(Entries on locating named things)
####

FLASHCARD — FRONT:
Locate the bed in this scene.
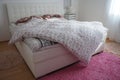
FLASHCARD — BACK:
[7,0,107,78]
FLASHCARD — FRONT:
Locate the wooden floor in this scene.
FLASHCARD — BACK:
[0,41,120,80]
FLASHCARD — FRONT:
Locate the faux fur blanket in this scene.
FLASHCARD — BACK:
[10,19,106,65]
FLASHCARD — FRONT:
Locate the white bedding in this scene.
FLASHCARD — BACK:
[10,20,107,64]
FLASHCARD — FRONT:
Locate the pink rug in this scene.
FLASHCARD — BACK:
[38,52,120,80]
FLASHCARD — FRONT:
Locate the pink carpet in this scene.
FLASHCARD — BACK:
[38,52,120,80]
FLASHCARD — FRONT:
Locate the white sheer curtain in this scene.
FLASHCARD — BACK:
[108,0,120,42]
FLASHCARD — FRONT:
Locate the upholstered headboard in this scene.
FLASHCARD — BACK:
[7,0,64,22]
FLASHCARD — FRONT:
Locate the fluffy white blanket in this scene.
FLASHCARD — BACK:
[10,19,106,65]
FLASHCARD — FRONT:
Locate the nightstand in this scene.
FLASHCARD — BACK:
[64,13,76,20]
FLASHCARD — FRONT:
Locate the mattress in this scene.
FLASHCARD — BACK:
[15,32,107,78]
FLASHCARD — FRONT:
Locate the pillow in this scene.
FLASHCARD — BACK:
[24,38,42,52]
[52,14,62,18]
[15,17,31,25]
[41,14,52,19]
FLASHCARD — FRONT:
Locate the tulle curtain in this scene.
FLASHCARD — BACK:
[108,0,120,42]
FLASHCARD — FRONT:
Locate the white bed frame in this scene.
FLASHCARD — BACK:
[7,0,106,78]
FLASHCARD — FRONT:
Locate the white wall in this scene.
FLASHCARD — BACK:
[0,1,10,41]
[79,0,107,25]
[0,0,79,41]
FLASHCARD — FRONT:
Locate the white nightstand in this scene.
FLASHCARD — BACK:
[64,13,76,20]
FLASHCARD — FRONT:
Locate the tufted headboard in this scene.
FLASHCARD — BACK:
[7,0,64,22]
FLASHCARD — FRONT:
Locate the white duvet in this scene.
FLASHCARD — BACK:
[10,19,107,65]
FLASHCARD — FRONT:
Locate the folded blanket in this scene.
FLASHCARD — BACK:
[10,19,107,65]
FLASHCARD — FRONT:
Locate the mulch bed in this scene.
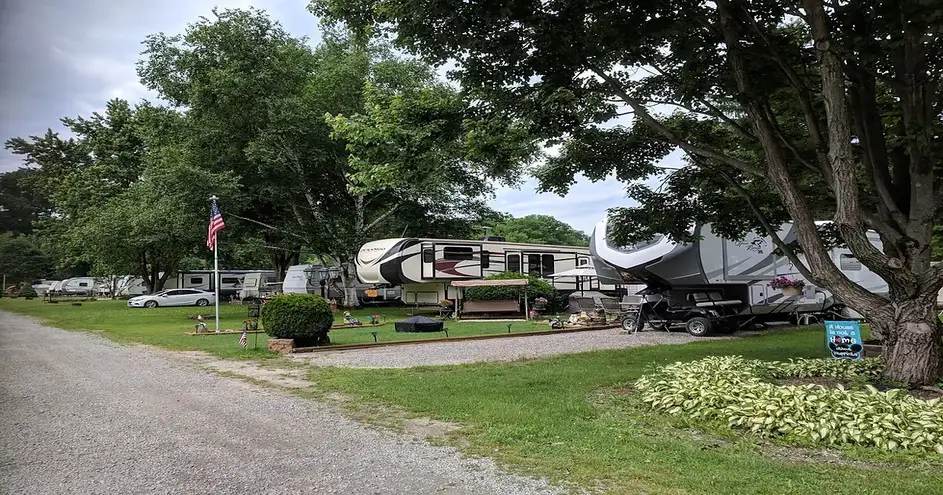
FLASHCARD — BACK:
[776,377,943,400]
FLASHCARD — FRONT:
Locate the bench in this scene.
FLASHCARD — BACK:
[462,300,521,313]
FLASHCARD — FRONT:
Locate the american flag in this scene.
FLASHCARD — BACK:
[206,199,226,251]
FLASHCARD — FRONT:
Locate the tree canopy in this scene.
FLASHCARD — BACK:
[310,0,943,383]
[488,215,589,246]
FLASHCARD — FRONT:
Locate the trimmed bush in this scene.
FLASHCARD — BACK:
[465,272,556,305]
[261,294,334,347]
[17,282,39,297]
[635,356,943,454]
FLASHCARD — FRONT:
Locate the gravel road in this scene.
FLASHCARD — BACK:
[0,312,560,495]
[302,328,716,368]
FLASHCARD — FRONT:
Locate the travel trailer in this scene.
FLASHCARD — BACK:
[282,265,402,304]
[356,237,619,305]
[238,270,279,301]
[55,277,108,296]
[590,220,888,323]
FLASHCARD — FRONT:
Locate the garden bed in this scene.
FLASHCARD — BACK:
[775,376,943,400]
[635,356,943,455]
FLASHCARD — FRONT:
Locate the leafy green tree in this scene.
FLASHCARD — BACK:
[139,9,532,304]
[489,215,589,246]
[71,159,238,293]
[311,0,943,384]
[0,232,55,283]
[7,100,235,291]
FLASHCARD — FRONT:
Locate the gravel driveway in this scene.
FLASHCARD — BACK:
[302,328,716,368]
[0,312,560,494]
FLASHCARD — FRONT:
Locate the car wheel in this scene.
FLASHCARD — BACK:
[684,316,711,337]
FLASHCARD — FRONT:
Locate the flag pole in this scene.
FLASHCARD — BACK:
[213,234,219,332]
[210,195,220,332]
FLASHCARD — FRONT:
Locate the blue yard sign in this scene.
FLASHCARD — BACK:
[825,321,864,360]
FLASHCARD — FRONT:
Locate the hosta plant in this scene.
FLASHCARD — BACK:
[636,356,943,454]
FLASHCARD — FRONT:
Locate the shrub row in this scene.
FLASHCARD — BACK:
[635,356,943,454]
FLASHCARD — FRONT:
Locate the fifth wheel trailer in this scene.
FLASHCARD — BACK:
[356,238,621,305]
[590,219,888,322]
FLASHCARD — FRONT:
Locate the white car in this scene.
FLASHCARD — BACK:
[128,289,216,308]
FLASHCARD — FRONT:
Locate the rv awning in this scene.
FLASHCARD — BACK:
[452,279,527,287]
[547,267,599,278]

####

**TASK DESCRIPTION**
Format all the records above as a numbered list with no blank lines, and leave the pictures out.

**SOLUTION**
1. FLASHCARD — FRONT:
2. Locate the bed in this scene.
3. FLASHCARD — BACK:
4. [7,0,107,78]
5. FLASHCARD — FRONT:
6. Locate the wooden floor in this scene.
7. FLASHCARD — BACK:
8. [0,41,120,80]
9. FLASHCARD — FRONT:
10. Locate the faux fur blanket in this scene.
11. FLASHCARD — BACK:
12. [10,19,106,65]
13. FLASHCARD — FRONT:
14. Locate the white bedding in this scene.
15. FLASHCARD — BACK:
16. [10,20,107,64]
17. FLASHCARD — FRONT:
18. Locate the pink rug in this scene.
19. FLASHCARD — BACK:
20. [38,52,120,80]
21. FLASHCARD — FRONT:
22. Locate the pink carpet in this scene.
23. FLASHCARD — BACK:
24. [38,52,120,80]
25. FLASHCARD — FRONT:
26. Locate the white sheer curtain in this scene.
27. FLASHCARD — BACK:
28. [108,0,120,42]
29. FLASHCARD — FRONT:
30. Locate the upholstered headboard in this scene.
31. FLASHCARD — BACK:
32. [7,0,64,22]
33. FLASHCARD — FRONT:
34. Locate the fluffy white blanket in this scene.
35. FLASHCARD — BACK:
36. [10,19,106,65]
37. FLASHCARD — FRONT:
38. Locate the nightstand in this scene.
39. FLASHCARD — BACK:
40. [64,13,76,20]
41. FLASHCARD — FRONT:
42. Locate the mattress in this scene.
43. FLASHCARD — BACK:
44. [15,32,107,78]
45. FLASHCARD — FRONT:
46. Locate the pillow in this scene.
47. FLASHCARD — BACK:
48. [24,38,42,52]
49. [52,14,62,18]
50. [15,17,31,25]
51. [41,14,52,19]
52. FLASHCARD — FRONT:
53. Locate the tulle curtain in this scene.
54. FLASHCARD — BACK:
55. [108,0,120,42]
56. FLASHCARD — FRONT:
57. Locate the white bed frame in this scene.
58. FLASHCARD — BACK:
59. [7,0,106,78]
60. FLASHCARD — FRONT:
61. Locate the white wall in this scene.
62. FLASHCARD — BACK:
63. [0,1,10,41]
64. [79,0,107,25]
65. [0,0,79,41]
66. FLASHCARD — FRONT:
67. Locate the white nightstand in this scene.
68. FLASHCARD — BACK:
69. [64,13,76,20]
70. FLASHCARD — FRONT:
71. Locate the tufted headboard in this scene.
72. FLASHCARD — BACK:
73. [7,0,64,22]
74. FLASHCARD — FRONT:
75. Locate the white duvet in this scene.
76. FLASHCARD — BACK:
77. [10,19,107,65]
78. FLASHCARD — FRONT:
79. Locate the folded blanket in this scene.
80. FLASHCARD — BACK:
81. [10,19,107,65]
82. FLASHCARD — FRONT:
83. Locate the mulch bed in this scene.
84. FLASHCARD — BACK:
85. [776,377,943,400]
86. FLASHCARD — FRONT:
87. Locate the bench in this scene.
88. FLASHCARD — BACK:
89. [462,300,521,313]
90. FLASHCARD — FRONT:
91. Locate the american flag in this scene.
92. FLASHCARD — BACK:
93. [206,199,226,251]
94. FLASHCARD — FRONT:
95. Locate the tree canopy in this scene.
96. FLASHCARD — BACK:
97. [310,0,943,383]
98. [488,215,589,246]
99. FLASHCARD — FRONT:
100. Locate the trimmed bush in this scene.
101. FLASHCARD — BACK:
102. [465,272,556,305]
103. [261,294,334,347]
104. [17,282,39,297]
105. [635,356,943,454]
106. FLASHCARD — FRONT:
107. Locate the gravel road in this scene.
108. FLASHCARD — BACK:
109. [0,312,560,495]
110. [302,328,716,368]
111. FLASHCARD — FRONT:
112. Locate the travel trailer in this scene.
113. FLASHCARD — BACK:
114. [282,265,402,304]
115. [356,237,619,305]
116. [238,270,279,301]
117. [55,277,108,296]
118. [590,220,888,323]
119. FLASHCARD — FRONT:
120. Locate the garden bed in this scene.
121. FLASHCARD — BACK:
122. [775,376,943,400]
123. [635,356,943,455]
124. FLASHCARD — FRONT:
125. Locate the leafy green tree in this scene.
126. FLASHCARD — BACK:
127. [139,9,532,304]
128. [489,215,589,246]
129. [71,159,238,293]
130. [311,0,943,384]
131. [0,232,55,283]
132. [7,100,235,291]
133. FLASHCARD — FRONT:
134. Locate the gravel driveway in this scene.
135. FLASHCARD — BACK:
136. [302,328,716,368]
137. [0,312,560,494]
138. FLASHCARD — FRONT:
139. Locate the car wheel in this scene.
140. FLASHCARD — BACK:
141. [684,316,711,337]
142. FLASHCARD — FRONT:
143. Locate the flag pole in this scene.
144. FLASHCARD — BACK:
145. [213,234,219,332]
146. [210,195,220,332]
147. FLASHCARD — FRONT:
148. Locate the blue yard sign in this scene.
149. FLASHCARD — BACK:
150. [825,321,864,360]
151. FLASHCARD — FRONT:
152. Locate the hosta plant in this scene.
153. FLASHCARD — BACK:
154. [636,356,943,454]
155. FLASHCARD — FRONT:
156. Locate the shrub row in this scene.
157. FLASHCARD — BACK:
158. [635,356,943,454]
159. FLASHCARD — FRONT:
160. Locate the fifth wheel trailer in this scene.
161. FLASHCARD — BACK:
162. [356,238,621,305]
163. [590,219,888,322]
164. FLASHCARD — FRONT:
165. Locate the white car in this scene.
166. FLASHCARD — BACK:
167. [128,289,216,308]
168. FLASHCARD — FRONT:
169. Locate the rv awning in this scene.
170. FLASHCARD — BACK:
171. [452,279,527,287]
172. [547,267,599,278]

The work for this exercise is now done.